> GIVEN DATA:
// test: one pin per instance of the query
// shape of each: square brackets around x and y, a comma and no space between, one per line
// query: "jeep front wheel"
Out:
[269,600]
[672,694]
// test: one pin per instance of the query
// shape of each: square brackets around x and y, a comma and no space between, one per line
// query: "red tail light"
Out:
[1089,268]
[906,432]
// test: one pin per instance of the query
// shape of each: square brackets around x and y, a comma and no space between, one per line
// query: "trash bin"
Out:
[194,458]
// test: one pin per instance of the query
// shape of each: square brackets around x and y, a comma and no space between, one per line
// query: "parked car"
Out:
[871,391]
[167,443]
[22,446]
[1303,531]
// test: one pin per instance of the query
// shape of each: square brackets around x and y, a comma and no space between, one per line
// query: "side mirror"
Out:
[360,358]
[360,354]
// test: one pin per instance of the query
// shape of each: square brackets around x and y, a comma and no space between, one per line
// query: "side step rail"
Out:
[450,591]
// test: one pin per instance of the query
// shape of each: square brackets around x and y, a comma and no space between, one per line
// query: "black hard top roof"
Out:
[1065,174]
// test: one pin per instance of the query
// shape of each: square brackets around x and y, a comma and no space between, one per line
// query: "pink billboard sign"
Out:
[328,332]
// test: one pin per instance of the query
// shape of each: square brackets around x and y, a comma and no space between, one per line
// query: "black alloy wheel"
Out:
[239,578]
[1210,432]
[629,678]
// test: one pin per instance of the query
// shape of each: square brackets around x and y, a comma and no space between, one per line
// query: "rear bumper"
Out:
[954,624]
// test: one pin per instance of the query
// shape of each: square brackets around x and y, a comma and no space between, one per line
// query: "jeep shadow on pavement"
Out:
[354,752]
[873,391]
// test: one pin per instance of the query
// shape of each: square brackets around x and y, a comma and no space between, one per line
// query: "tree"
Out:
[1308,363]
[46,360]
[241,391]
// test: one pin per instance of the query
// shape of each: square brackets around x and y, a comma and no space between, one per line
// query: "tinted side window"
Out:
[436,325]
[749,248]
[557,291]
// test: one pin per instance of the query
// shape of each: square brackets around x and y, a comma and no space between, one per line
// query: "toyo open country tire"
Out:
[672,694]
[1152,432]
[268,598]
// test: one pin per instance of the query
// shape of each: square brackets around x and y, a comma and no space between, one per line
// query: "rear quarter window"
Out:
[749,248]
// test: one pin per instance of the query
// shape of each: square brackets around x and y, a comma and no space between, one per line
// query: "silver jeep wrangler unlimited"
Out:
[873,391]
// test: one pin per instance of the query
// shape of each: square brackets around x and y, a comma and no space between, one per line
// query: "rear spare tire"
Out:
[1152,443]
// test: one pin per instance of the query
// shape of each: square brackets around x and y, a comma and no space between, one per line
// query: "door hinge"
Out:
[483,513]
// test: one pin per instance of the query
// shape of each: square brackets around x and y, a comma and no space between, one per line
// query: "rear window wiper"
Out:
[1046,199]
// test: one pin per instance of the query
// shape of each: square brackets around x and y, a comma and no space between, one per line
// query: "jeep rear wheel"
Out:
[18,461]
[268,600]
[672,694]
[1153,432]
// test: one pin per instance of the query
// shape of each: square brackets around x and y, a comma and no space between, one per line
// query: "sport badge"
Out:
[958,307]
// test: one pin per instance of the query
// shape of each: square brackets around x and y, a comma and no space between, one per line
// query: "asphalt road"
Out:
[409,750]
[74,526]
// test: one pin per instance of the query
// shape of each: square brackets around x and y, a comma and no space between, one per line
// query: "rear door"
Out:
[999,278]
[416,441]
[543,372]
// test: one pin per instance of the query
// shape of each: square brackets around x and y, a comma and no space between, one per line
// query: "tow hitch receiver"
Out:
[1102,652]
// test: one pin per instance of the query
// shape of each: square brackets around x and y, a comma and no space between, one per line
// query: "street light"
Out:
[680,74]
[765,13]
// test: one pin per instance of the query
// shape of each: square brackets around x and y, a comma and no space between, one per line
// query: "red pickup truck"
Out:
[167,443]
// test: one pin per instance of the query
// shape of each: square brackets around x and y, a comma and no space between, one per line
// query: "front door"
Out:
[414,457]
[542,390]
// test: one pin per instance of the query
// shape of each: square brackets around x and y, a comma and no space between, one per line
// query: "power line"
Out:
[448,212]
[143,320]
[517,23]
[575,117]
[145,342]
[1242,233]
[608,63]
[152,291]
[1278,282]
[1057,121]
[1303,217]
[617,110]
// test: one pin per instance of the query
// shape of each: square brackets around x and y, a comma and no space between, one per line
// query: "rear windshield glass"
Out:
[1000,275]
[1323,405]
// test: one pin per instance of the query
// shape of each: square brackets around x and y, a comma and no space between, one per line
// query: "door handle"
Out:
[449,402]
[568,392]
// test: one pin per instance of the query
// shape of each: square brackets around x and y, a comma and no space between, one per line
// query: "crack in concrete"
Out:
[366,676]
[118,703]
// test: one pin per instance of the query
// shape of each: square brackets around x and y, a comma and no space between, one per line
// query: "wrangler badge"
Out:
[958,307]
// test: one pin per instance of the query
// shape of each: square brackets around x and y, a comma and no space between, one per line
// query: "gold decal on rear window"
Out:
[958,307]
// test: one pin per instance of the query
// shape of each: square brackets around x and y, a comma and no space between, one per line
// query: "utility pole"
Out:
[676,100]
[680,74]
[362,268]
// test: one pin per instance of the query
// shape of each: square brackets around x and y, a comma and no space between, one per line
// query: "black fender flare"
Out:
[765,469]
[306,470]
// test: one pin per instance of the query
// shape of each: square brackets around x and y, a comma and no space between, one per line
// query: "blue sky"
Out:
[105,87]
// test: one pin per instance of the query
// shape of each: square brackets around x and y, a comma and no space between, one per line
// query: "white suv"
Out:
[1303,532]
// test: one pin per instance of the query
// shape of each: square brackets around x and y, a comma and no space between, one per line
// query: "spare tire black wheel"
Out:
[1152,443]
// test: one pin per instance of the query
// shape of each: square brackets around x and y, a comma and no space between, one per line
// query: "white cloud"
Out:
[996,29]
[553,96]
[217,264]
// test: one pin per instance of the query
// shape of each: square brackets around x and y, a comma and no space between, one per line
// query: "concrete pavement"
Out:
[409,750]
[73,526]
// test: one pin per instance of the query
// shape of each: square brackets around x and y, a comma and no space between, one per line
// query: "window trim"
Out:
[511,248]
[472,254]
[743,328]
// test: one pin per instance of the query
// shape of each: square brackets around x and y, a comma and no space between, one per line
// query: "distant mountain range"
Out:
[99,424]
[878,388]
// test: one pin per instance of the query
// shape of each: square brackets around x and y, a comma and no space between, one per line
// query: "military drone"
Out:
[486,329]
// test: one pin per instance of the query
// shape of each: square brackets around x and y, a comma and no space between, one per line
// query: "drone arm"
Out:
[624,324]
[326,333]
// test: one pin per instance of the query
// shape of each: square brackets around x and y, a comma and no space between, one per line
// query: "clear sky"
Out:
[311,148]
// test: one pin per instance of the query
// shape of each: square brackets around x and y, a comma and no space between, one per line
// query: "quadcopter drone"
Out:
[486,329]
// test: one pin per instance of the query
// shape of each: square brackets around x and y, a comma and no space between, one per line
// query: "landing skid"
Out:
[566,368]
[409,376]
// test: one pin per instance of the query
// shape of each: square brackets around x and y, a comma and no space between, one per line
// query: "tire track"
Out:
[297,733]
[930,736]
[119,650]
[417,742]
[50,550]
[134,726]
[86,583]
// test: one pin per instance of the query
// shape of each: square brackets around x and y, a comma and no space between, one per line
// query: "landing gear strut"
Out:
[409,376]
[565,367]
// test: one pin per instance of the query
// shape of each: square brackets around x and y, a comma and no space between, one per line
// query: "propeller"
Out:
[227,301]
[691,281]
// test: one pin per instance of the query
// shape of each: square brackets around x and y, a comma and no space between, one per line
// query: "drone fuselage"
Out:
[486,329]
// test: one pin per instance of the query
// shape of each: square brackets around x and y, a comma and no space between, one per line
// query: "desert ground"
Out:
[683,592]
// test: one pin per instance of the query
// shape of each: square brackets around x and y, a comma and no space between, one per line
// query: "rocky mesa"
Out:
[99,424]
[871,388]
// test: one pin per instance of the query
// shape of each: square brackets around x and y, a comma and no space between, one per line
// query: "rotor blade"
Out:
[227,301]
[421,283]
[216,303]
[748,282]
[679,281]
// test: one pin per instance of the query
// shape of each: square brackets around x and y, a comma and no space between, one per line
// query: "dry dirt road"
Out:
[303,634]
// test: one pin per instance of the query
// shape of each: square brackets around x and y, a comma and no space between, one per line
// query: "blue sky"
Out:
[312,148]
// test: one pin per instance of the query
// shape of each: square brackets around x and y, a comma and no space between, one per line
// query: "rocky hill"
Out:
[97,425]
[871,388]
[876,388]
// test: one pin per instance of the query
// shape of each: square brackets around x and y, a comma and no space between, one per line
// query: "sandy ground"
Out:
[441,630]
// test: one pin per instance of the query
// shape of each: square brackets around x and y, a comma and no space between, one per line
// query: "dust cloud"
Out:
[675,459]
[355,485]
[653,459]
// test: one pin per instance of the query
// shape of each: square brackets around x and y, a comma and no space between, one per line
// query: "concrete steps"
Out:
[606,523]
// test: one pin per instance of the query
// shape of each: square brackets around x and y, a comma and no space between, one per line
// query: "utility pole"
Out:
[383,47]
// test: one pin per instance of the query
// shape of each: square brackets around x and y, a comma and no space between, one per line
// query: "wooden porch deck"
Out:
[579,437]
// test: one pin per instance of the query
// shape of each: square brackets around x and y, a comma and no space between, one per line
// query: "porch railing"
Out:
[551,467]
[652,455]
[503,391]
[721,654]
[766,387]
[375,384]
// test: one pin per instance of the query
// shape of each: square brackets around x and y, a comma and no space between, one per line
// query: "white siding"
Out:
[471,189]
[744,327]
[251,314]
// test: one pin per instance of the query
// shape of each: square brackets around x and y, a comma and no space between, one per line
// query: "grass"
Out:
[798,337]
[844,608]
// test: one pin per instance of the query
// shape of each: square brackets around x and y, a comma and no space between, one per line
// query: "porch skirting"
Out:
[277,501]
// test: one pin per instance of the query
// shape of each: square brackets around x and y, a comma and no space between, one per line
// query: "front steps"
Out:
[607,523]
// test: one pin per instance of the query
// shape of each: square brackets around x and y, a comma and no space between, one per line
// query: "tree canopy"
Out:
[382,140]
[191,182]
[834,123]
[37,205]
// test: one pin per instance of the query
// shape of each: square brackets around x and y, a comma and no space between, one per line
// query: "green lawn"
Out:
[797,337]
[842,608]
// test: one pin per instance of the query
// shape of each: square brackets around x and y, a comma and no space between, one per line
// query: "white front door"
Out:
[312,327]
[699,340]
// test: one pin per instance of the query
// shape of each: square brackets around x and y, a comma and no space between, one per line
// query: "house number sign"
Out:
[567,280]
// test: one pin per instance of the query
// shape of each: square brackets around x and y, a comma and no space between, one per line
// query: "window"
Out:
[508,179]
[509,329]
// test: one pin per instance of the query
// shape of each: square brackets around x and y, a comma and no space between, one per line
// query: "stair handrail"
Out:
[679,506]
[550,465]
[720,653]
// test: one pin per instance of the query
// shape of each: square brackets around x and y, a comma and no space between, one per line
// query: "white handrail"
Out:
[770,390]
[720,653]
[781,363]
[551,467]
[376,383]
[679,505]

> EXERCISE INSTRUCTIONS: In the lines above, locate the string "white". Copy every line where it occurs.

> SOLUTION BELOW:
// query: "white suv"
// query: "white cloud"
// query: "white siding"
// query: "white front door"
// query: "white handrail"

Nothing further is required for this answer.